- _WHAT THIS TASK INVOLVES_:
When you reach the records below, repeat each one exactly as written.

- _RECORD SET_:
---------------
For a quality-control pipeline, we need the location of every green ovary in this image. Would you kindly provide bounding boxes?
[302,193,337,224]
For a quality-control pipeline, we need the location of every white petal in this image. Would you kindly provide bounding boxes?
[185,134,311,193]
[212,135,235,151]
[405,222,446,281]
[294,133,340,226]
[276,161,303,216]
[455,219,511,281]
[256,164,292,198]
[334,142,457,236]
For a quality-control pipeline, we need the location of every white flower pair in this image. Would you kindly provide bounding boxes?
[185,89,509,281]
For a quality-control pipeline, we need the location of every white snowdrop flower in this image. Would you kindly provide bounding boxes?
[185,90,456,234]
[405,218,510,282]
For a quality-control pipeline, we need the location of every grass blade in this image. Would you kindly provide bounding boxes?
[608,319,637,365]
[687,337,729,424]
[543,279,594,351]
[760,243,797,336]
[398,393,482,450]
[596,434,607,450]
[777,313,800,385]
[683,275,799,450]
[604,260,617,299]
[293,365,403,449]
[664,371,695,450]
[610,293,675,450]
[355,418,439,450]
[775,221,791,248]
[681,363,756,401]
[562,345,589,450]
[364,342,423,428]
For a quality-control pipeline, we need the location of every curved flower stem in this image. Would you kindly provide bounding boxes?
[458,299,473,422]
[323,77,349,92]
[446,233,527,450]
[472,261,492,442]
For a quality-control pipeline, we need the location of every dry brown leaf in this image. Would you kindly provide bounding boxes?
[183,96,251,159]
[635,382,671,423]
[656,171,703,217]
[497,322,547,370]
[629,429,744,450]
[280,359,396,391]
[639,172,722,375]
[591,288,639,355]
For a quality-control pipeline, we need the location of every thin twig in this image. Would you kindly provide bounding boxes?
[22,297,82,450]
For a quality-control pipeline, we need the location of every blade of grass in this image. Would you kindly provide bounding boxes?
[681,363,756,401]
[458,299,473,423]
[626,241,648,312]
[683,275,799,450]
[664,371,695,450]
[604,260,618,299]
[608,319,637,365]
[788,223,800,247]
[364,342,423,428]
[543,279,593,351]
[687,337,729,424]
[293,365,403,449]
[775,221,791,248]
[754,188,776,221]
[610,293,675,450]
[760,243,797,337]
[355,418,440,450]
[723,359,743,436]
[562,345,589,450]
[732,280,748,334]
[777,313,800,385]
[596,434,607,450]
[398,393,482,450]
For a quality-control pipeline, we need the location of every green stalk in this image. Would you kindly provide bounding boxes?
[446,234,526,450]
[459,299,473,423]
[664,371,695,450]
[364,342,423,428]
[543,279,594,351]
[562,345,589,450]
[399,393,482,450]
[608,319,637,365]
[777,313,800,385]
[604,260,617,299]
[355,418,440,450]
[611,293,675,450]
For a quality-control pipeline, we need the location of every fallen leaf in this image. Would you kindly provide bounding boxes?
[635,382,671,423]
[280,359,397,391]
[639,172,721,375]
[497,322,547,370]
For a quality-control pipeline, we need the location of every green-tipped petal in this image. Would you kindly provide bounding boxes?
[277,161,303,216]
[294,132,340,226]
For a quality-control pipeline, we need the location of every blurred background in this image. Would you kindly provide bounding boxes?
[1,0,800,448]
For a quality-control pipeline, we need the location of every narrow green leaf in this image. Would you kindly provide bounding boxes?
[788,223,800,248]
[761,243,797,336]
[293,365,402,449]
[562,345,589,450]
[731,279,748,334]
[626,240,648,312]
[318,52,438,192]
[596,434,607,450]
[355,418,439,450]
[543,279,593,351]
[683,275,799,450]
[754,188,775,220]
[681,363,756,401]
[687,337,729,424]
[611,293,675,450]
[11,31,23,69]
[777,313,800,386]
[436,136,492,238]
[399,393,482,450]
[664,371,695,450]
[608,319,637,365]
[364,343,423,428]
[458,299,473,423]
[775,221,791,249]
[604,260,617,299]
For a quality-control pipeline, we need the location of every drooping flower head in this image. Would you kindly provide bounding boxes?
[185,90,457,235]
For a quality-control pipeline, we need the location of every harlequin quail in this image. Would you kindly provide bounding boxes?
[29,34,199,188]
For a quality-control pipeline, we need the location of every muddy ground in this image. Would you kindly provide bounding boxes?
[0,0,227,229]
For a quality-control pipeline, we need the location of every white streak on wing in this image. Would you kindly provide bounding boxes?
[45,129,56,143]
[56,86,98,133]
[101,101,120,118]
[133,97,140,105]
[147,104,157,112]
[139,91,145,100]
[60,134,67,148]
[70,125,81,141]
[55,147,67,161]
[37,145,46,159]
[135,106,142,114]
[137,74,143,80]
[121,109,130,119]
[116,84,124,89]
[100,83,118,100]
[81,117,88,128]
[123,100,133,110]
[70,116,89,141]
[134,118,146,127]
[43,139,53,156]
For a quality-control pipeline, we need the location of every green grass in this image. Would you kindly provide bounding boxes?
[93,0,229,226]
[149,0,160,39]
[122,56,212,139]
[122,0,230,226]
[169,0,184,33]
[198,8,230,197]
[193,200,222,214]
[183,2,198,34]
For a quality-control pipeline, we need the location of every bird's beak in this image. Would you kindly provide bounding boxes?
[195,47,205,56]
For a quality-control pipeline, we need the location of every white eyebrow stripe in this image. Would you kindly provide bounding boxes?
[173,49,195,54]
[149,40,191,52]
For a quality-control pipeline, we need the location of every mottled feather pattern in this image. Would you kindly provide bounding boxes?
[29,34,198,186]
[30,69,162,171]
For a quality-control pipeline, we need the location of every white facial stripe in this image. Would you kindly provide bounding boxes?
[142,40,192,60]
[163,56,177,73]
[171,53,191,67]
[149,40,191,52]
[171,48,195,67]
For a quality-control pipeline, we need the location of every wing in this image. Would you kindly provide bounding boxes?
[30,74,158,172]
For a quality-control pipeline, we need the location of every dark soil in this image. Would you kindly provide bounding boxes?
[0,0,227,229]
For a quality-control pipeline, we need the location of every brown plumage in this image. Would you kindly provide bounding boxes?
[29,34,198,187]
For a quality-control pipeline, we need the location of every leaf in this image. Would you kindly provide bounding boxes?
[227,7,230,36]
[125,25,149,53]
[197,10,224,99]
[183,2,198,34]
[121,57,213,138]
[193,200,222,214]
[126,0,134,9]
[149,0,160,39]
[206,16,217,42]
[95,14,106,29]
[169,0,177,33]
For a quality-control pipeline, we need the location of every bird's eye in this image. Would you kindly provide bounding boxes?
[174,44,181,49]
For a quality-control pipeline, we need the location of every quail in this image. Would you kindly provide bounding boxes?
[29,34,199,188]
---------------
- _RESPONSE TO THIS EXERCISE_:
For a quality-control pipeline, we need the location of every green ovary in this image. Would you kindly provide bounding boxes?
[302,193,337,224]
For a quality-control pipeline, we need the location of every white petal in this image. Would you kindly provide bounding boxes?
[185,134,311,193]
[212,135,235,151]
[405,222,446,281]
[294,133,340,226]
[276,161,303,216]
[455,219,511,281]
[256,164,292,198]
[334,142,457,236]
For a quality-control pipeline, we need the location of every white flower pair in this image. Would you kindly provide bounding boxes?
[185,89,509,281]
For a quality-control pipeline, we need the location of every white snowdrop flower in this image. Would you kindly provide bounding boxes?
[185,90,456,234]
[405,218,510,282]
For a quality-control pipeline, we need the location of every grass blade in this image. Would you kindly provide bounding boxes?
[608,319,637,365]
[687,337,729,424]
[543,279,594,351]
[760,243,797,336]
[398,393,482,450]
[596,434,607,450]
[777,313,800,385]
[683,275,799,450]
[604,260,617,299]
[293,365,403,449]
[664,371,695,450]
[610,293,675,450]
[355,418,439,450]
[775,221,791,248]
[681,363,756,401]
[562,345,589,450]
[364,342,423,428]
For a quality-control pipeline, we need the location of every curved flower stem in this image. Would you kindly provide bounding boxes?
[458,299,473,422]
[323,77,349,92]
[446,233,527,450]
[472,261,492,442]
For a quality-control pipeline, we need the location of every dry brown leaf in this image. Would you kindly provide bounding boxes?
[183,96,251,159]
[635,382,671,423]
[656,171,703,217]
[497,322,547,370]
[629,429,744,450]
[280,359,396,391]
[639,172,722,375]
[591,288,639,355]
For a quality-control pipeline, we need the location of every thin twig in this image. Would you kindly provide bounding boxes?
[22,297,82,450]
For a quality-control pipeline, we need the location of every blade of grass in this image. Would you kindly provide bounding boxes?
[681,363,756,401]
[458,299,473,423]
[626,241,648,312]
[683,275,799,450]
[664,371,695,450]
[604,260,618,299]
[608,319,637,365]
[788,223,800,247]
[364,342,423,428]
[543,279,593,351]
[687,337,729,424]
[293,365,403,449]
[775,221,791,248]
[754,188,776,221]
[610,293,675,450]
[760,243,797,337]
[355,418,440,450]
[723,359,743,436]
[562,345,589,450]
[732,280,748,334]
[777,313,800,385]
[596,434,607,450]
[398,393,482,450]
For a quality-control pipeline, we need the location of every green stalk in this image. Would you kindly provide bounding boxes?
[446,234,526,450]
[459,299,473,423]
[664,371,695,450]
[364,342,423,428]
[543,279,594,351]
[562,345,589,450]
[399,393,482,450]
[608,319,637,365]
[777,313,800,385]
[604,260,617,299]
[355,418,440,450]
[611,293,675,450]
For a quality-control pipeline, we need the location of every fallen leaf in this image. Would you kindly provide bounding boxes?
[635,382,671,423]
[280,359,397,391]
[639,172,721,375]
[497,322,547,370]
For a quality-control pipeline, we need the location of every green-tipped petal in this image. Would you kindly provide bounding boxes?
[277,161,303,216]
[294,132,340,226]
For a quality-control pipeline, we need the location of every blurred background in this image. Would you kindly provide bounding boxes?
[1,0,800,448]
For a quality-control pipeline, we need the location of every narrow green leaf in this image. Would you kindly provide bounding boxes?
[788,223,800,248]
[761,243,797,336]
[293,365,402,449]
[562,345,589,450]
[731,279,748,334]
[626,240,648,312]
[318,52,438,192]
[596,434,607,450]
[355,418,439,450]
[543,279,593,351]
[683,275,799,450]
[754,188,775,220]
[681,363,756,401]
[687,337,729,424]
[611,293,675,450]
[11,31,23,69]
[777,313,800,386]
[436,136,492,238]
[399,393,482,450]
[664,371,695,450]
[608,319,637,365]
[364,343,423,428]
[458,299,473,423]
[775,221,791,249]
[604,260,617,299]
For a quality-control pipeline, we need the location of every drooping flower head in this image. Would you kindly provide bounding boxes?
[185,90,457,235]
For a quality-control pipeline, we need the location of every harlequin quail in this image. Would you kindly provide bounding boxes?
[29,34,199,188]
For a quality-control pipeline, we need the location of every muddy ground in this image. Would you kindly provide bounding boxes?
[0,0,227,229]
For a quality-control pipeline, we need the location of every white streak on wing in this image. Would you kindly provide bounding boxes?
[45,129,56,143]
[56,86,98,133]
[101,101,120,118]
[133,97,140,105]
[147,104,157,112]
[139,91,145,100]
[60,134,67,148]
[70,125,81,141]
[55,147,67,161]
[37,145,46,159]
[135,106,142,114]
[137,74,143,80]
[121,109,130,119]
[116,84,124,89]
[100,83,118,100]
[81,117,88,128]
[123,100,133,110]
[70,116,89,141]
[134,118,146,127]
[43,139,53,156]
For a quality-control pipeline, we need the location of every green grass in this image. Would you kindly provide bounding boxes?
[93,0,229,226]
[149,0,160,39]
[122,56,212,139]
[122,0,230,226]
[169,0,184,33]
[198,8,230,197]
[193,200,222,214]
[183,2,198,34]
For a quality-control pipeline, we need the location of every bird's beak in this image. Would you kindly provide bounding boxes?
[195,47,205,56]
For a quality-control pipeline, we need the location of every white eyebrow stripe in this image. Would you kindly provide bounding boxes?
[173,49,195,54]
[149,40,191,52]
For a quality-control pipeline, we need the location of every mottled feather pattern in this image. Would you kindly provide bounding boxes?
[29,34,198,186]
[30,69,162,171]
For a quality-control pipeline, we need the location of every white facial stripe in this image. Would you kindly provide bounding boxes?
[142,40,192,60]
[163,56,177,73]
[171,53,191,67]
[149,40,191,52]
[171,48,195,67]
For a quality-control pipeline, we need the location of every wing in this image. Would you kindly provide bounding boxes?
[30,74,158,172]
For a quality-control pipeline, we need the location of every dark soil in this image. Would you kindly provide bounding boxes?
[0,0,227,229]
For a quality-control pipeline, we need the location of every brown plumage in this image. Would you kindly provide bounding boxes?
[29,34,198,187]
For a quality-control pipeline, we need the location of every leaf in this image. Would you kindly provide bounding boxes?
[227,7,230,36]
[125,25,149,53]
[197,10,224,99]
[183,2,198,34]
[121,57,213,138]
[193,200,222,214]
[126,0,134,9]
[149,0,160,39]
[206,16,217,42]
[95,14,106,29]
[169,0,177,33]
For a quality-control pipeline, we need the location of every bird's eye in this image. Would you kindly provide bounding boxes?
[174,44,181,49]
For a quality-control pipeline, we need the location of every quail in this image. Would you kindly provide bounding boxes?
[29,34,199,188]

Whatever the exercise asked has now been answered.